● **Excerpted records**:
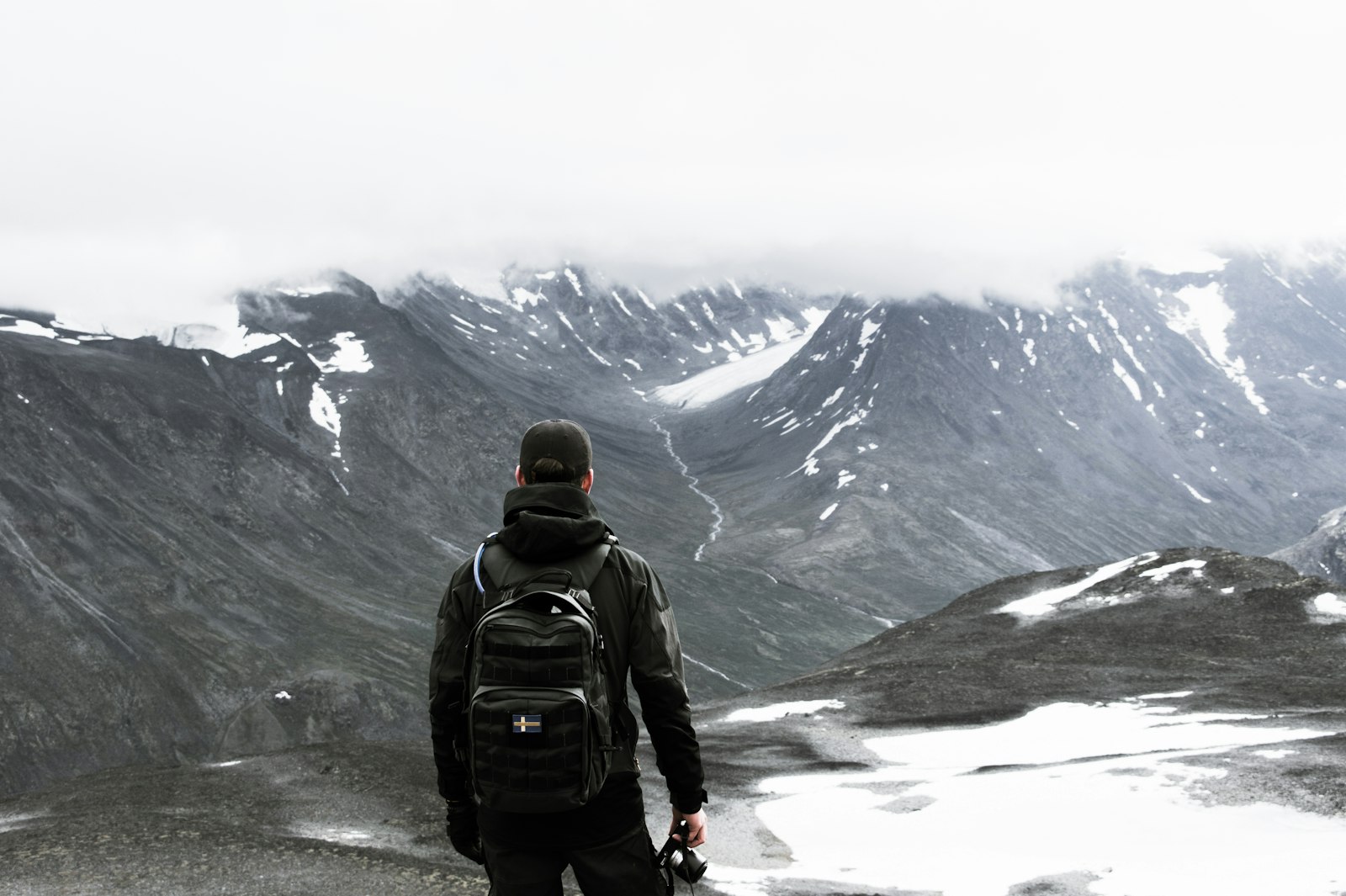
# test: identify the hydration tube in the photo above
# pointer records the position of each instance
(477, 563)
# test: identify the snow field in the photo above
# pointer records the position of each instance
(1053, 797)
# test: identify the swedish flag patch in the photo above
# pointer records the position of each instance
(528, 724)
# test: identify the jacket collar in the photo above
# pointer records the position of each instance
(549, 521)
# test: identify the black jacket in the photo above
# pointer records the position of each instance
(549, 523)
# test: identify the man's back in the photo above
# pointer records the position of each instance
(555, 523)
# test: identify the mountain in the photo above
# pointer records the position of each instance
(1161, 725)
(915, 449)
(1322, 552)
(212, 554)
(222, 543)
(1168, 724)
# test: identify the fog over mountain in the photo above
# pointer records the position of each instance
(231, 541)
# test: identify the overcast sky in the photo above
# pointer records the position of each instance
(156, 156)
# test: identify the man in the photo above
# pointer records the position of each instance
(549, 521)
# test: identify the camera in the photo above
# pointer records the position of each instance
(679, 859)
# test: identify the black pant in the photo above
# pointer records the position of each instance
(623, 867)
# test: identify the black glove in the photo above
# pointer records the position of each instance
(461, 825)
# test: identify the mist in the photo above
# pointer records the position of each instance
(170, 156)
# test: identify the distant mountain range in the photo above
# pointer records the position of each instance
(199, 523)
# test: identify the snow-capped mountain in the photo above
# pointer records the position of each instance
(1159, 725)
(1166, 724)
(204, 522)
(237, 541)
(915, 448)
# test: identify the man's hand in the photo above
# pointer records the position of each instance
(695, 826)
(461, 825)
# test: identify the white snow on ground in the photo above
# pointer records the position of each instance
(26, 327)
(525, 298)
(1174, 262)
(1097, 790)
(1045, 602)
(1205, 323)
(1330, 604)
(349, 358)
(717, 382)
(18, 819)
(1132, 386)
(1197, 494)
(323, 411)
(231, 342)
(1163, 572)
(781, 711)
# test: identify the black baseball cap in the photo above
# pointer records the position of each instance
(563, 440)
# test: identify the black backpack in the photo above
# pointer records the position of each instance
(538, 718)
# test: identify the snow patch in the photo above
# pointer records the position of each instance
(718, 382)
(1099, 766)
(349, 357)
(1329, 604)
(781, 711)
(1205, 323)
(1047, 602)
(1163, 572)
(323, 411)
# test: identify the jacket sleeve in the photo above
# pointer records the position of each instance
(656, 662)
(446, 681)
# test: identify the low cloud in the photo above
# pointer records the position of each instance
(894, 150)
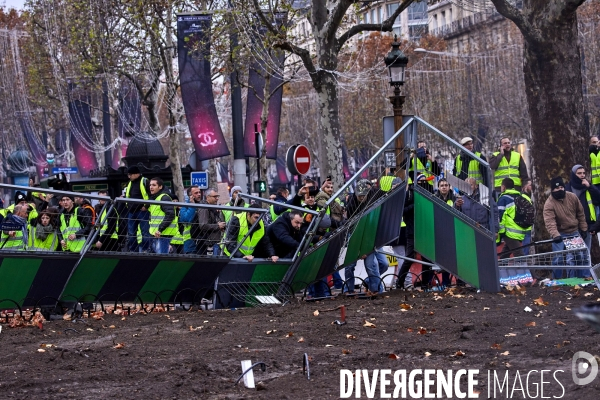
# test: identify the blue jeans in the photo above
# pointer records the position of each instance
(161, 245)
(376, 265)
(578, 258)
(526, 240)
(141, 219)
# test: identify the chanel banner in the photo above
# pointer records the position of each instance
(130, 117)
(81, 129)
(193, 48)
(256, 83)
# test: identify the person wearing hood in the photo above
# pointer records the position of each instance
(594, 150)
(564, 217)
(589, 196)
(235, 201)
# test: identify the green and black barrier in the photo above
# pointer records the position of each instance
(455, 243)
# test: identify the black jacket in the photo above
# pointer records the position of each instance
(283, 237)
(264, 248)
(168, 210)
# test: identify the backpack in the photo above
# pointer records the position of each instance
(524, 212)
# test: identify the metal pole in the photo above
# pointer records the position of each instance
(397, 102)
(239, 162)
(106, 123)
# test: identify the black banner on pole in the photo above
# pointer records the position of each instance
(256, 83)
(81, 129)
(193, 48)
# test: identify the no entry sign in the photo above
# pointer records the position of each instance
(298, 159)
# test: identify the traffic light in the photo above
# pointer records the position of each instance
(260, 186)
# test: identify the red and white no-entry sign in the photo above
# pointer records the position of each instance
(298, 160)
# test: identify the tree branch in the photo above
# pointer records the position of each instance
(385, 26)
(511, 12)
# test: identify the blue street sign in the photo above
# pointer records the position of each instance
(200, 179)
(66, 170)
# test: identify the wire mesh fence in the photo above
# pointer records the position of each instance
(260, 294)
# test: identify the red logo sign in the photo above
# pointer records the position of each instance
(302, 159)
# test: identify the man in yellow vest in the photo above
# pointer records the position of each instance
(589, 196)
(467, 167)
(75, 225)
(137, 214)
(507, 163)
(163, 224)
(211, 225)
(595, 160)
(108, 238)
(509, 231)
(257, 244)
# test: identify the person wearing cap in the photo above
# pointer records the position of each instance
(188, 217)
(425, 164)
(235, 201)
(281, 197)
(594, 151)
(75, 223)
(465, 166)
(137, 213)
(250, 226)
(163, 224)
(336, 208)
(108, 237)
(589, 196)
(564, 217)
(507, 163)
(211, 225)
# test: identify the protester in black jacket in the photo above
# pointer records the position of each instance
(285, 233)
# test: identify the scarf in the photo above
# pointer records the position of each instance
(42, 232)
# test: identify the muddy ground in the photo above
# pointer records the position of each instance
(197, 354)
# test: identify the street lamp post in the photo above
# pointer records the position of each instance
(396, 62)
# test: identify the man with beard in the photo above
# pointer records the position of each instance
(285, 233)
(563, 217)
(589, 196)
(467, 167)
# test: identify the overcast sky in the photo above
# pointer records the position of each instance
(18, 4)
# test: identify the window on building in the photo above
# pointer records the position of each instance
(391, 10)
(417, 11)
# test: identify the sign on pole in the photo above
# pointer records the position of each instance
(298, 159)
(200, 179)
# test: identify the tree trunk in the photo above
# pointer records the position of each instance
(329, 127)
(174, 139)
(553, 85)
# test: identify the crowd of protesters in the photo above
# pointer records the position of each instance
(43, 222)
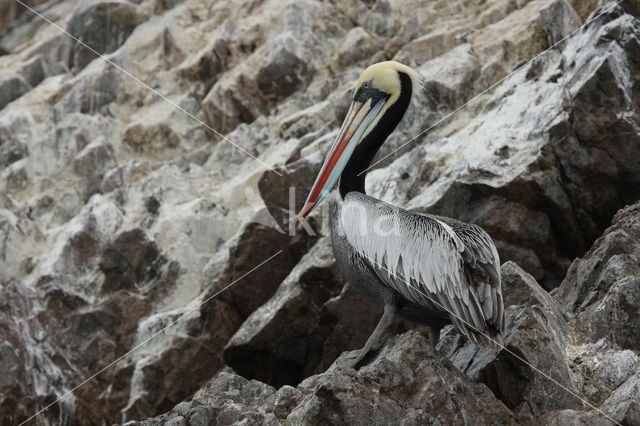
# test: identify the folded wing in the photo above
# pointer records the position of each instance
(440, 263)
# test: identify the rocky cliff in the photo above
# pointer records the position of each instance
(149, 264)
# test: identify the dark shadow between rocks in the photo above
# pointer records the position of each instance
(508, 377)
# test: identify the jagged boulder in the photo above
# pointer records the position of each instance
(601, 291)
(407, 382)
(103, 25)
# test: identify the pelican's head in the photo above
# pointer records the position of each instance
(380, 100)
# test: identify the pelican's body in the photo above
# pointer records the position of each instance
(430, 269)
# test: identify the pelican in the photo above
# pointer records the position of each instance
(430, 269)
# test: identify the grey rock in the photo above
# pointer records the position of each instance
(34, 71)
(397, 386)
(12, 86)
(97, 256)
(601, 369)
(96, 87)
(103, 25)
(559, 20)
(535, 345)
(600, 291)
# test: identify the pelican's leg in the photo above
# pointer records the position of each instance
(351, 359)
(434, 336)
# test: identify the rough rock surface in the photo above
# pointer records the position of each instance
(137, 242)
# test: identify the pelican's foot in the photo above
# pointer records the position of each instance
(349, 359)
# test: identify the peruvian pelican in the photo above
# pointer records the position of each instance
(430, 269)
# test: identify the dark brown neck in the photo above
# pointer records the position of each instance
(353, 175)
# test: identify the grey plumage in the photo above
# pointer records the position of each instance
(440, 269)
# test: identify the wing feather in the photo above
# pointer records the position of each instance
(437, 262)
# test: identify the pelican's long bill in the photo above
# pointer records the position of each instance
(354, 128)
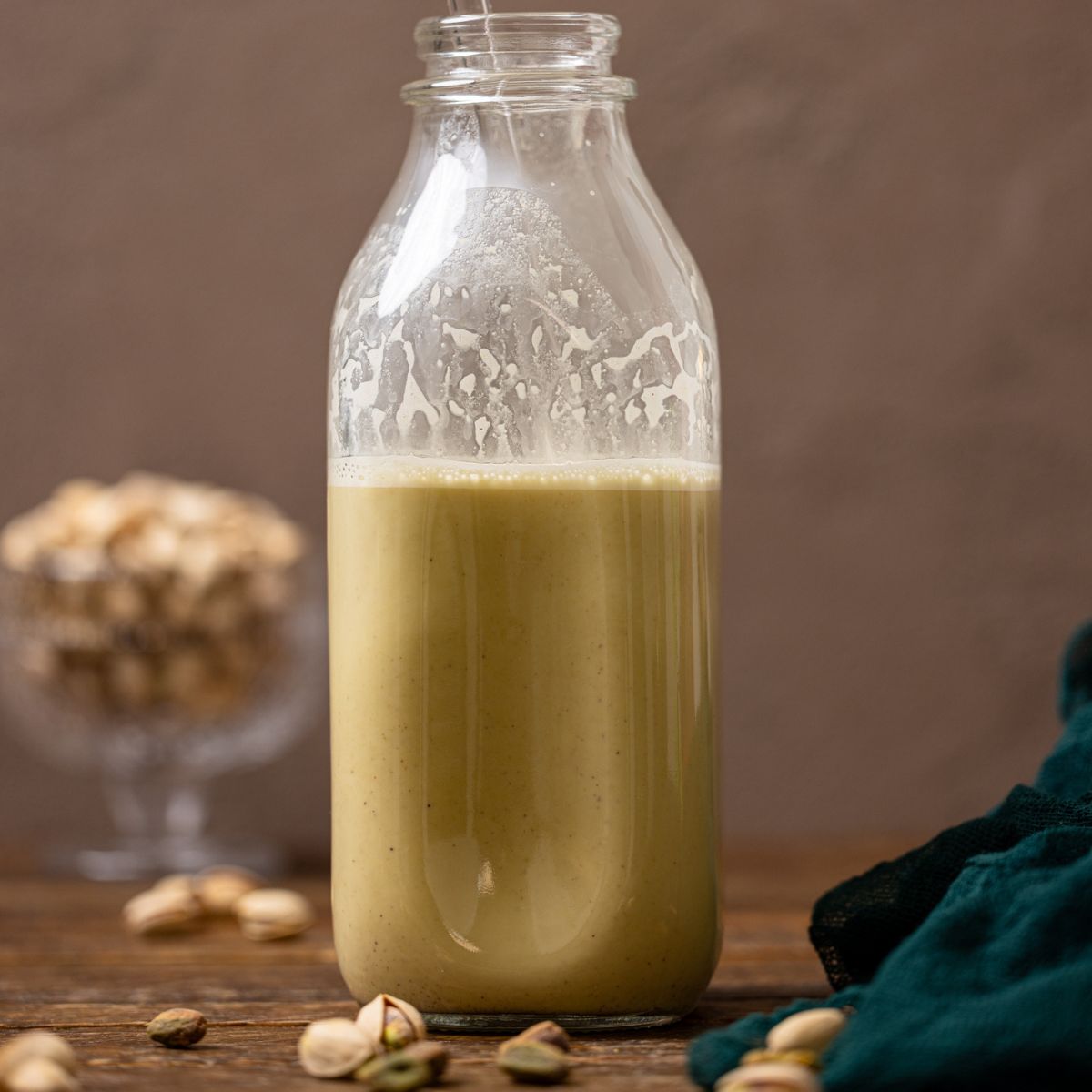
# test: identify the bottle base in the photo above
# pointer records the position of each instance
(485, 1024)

● **What to do**:
Where does the word "person" appear in the material above? Copy every line that holds it.

● **Exercise response**:
# test: identify the person wearing hood in the photo above
# test: identify the person wearing cap in the photo above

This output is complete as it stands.